* [TASK INSTRUCTIONS]:
Compute the number of lines in the following data that include the word "shorts", and output that number alone.

[Dataset entries]
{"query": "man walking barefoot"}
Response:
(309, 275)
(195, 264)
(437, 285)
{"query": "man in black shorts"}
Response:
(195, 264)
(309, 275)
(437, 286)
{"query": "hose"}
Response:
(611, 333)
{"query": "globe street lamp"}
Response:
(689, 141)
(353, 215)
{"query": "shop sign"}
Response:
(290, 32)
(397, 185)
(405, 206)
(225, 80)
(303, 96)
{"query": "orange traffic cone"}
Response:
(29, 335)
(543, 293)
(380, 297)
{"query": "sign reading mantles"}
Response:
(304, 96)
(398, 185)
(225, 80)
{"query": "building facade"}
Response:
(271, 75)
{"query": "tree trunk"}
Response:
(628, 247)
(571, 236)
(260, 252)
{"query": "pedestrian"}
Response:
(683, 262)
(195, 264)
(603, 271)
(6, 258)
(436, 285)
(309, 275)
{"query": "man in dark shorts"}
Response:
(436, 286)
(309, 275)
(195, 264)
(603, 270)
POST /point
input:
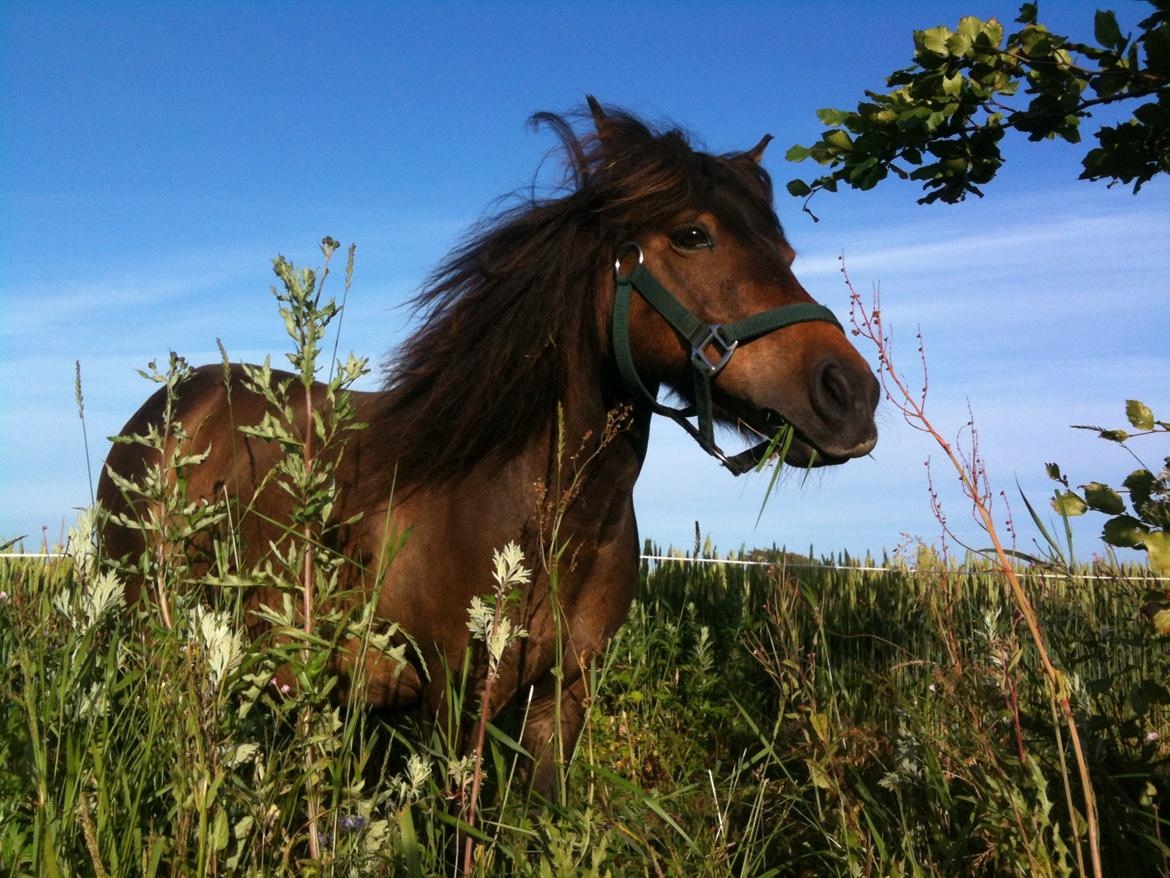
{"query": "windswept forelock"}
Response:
(514, 313)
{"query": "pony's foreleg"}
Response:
(551, 721)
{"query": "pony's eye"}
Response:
(692, 238)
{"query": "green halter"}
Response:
(725, 337)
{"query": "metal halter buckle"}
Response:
(699, 357)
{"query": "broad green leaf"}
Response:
(1140, 484)
(934, 40)
(839, 138)
(1103, 499)
(1123, 530)
(1068, 503)
(1138, 415)
(797, 153)
(828, 116)
(798, 187)
(1157, 547)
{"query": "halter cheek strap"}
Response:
(724, 337)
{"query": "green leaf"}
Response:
(828, 116)
(1138, 413)
(1140, 484)
(1068, 505)
(1103, 499)
(839, 139)
(1124, 532)
(934, 40)
(1105, 28)
(798, 187)
(797, 153)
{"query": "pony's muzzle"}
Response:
(845, 399)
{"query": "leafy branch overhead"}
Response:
(944, 117)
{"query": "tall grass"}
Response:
(787, 717)
(747, 721)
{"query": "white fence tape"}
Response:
(798, 566)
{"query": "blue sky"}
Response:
(153, 157)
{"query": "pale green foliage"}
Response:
(486, 619)
(221, 642)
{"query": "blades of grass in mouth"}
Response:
(783, 441)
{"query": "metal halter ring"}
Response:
(699, 357)
(621, 252)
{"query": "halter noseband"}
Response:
(725, 337)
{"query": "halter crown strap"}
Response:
(724, 337)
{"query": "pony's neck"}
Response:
(605, 434)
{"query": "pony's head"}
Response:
(706, 231)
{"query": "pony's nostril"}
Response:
(832, 393)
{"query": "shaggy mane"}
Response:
(516, 311)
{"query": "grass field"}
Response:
(755, 720)
(790, 717)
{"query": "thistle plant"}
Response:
(160, 507)
(312, 441)
(488, 622)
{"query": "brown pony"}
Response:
(518, 322)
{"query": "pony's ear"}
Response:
(757, 152)
(601, 122)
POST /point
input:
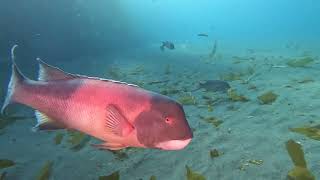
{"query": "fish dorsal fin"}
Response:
(51, 73)
(116, 123)
(45, 122)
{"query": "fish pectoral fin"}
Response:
(45, 122)
(116, 122)
(110, 146)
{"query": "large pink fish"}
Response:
(119, 114)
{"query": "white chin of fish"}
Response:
(173, 144)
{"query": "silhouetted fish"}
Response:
(203, 35)
(120, 114)
(167, 44)
(214, 85)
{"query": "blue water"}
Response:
(121, 39)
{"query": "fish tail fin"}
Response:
(17, 78)
(162, 47)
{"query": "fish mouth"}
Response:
(173, 144)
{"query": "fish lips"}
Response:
(173, 144)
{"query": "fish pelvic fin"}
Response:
(17, 78)
(116, 123)
(45, 122)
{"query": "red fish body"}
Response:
(120, 114)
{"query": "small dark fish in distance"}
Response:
(120, 114)
(203, 35)
(167, 44)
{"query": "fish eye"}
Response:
(168, 120)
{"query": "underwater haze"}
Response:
(245, 73)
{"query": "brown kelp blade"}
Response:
(296, 153)
(300, 171)
(311, 132)
(191, 175)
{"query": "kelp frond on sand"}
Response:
(234, 96)
(300, 171)
(267, 97)
(5, 163)
(312, 132)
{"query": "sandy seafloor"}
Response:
(250, 131)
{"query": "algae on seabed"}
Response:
(300, 171)
(113, 176)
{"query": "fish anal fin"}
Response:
(110, 146)
(45, 122)
(116, 122)
(50, 73)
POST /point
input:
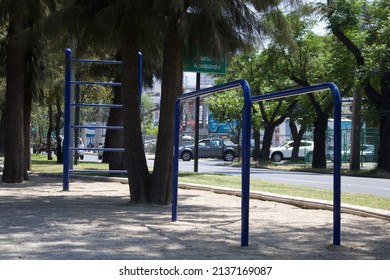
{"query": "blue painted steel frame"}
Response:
(67, 112)
(337, 143)
(245, 175)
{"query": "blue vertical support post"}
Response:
(245, 167)
(139, 81)
(336, 143)
(66, 142)
(337, 165)
(175, 170)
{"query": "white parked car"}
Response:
(284, 151)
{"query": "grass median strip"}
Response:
(40, 164)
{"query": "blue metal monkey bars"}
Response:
(67, 149)
(245, 175)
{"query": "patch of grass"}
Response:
(285, 189)
(40, 164)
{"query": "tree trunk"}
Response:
(267, 140)
(319, 151)
(15, 170)
(2, 133)
(161, 181)
(49, 131)
(135, 160)
(27, 129)
(114, 138)
(59, 154)
(297, 136)
(256, 150)
(384, 136)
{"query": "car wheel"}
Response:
(228, 156)
(186, 155)
(277, 157)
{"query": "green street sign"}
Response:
(204, 64)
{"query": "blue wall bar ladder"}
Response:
(67, 149)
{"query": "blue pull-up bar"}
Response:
(246, 122)
(245, 175)
(336, 145)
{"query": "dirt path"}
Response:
(94, 221)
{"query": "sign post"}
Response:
(203, 64)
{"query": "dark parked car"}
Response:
(368, 153)
(210, 148)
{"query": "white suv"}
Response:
(284, 151)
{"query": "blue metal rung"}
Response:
(114, 127)
(96, 105)
(97, 149)
(96, 171)
(112, 84)
(97, 61)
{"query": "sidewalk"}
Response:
(95, 221)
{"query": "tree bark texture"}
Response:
(15, 170)
(161, 183)
(135, 160)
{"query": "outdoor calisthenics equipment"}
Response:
(245, 175)
(336, 142)
(69, 104)
(246, 125)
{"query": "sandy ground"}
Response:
(95, 221)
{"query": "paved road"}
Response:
(374, 186)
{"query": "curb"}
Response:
(301, 202)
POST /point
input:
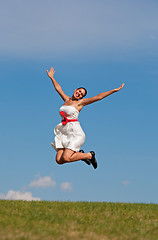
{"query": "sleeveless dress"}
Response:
(70, 135)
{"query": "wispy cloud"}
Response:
(43, 182)
(66, 186)
(17, 195)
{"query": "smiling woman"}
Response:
(69, 136)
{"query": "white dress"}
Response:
(70, 135)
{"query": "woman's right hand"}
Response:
(51, 72)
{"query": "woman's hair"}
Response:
(84, 89)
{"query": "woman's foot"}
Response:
(93, 160)
(87, 161)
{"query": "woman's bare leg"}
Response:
(59, 156)
(72, 156)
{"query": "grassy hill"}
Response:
(77, 221)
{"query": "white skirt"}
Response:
(69, 136)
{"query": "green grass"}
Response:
(77, 221)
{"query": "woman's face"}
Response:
(79, 93)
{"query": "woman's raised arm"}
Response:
(100, 96)
(56, 85)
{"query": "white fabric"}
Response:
(71, 135)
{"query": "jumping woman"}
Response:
(69, 136)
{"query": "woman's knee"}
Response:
(58, 161)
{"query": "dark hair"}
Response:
(84, 89)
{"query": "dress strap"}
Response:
(65, 120)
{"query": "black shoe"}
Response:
(85, 160)
(93, 160)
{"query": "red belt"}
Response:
(65, 120)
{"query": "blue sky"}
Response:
(98, 45)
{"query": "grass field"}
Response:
(77, 220)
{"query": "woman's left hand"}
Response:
(118, 89)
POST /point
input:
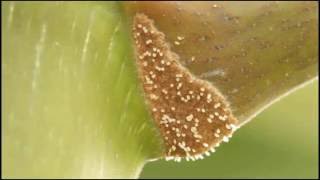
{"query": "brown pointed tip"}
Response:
(191, 114)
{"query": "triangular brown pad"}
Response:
(191, 114)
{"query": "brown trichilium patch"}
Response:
(191, 114)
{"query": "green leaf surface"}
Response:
(72, 106)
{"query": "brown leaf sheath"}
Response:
(191, 114)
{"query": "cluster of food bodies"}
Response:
(192, 116)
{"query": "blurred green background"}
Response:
(281, 142)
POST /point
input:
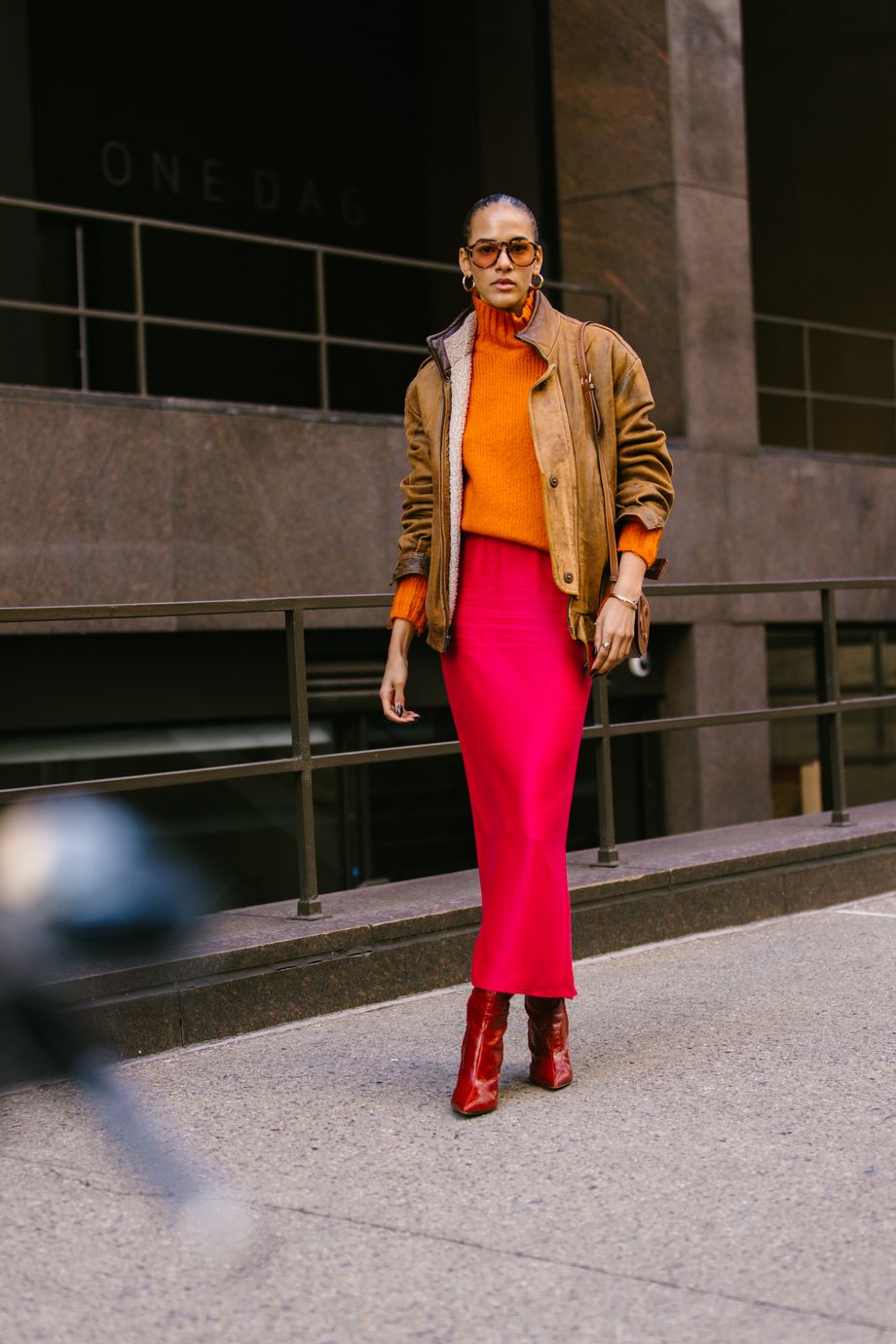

* [TASK SOLUTION]:
2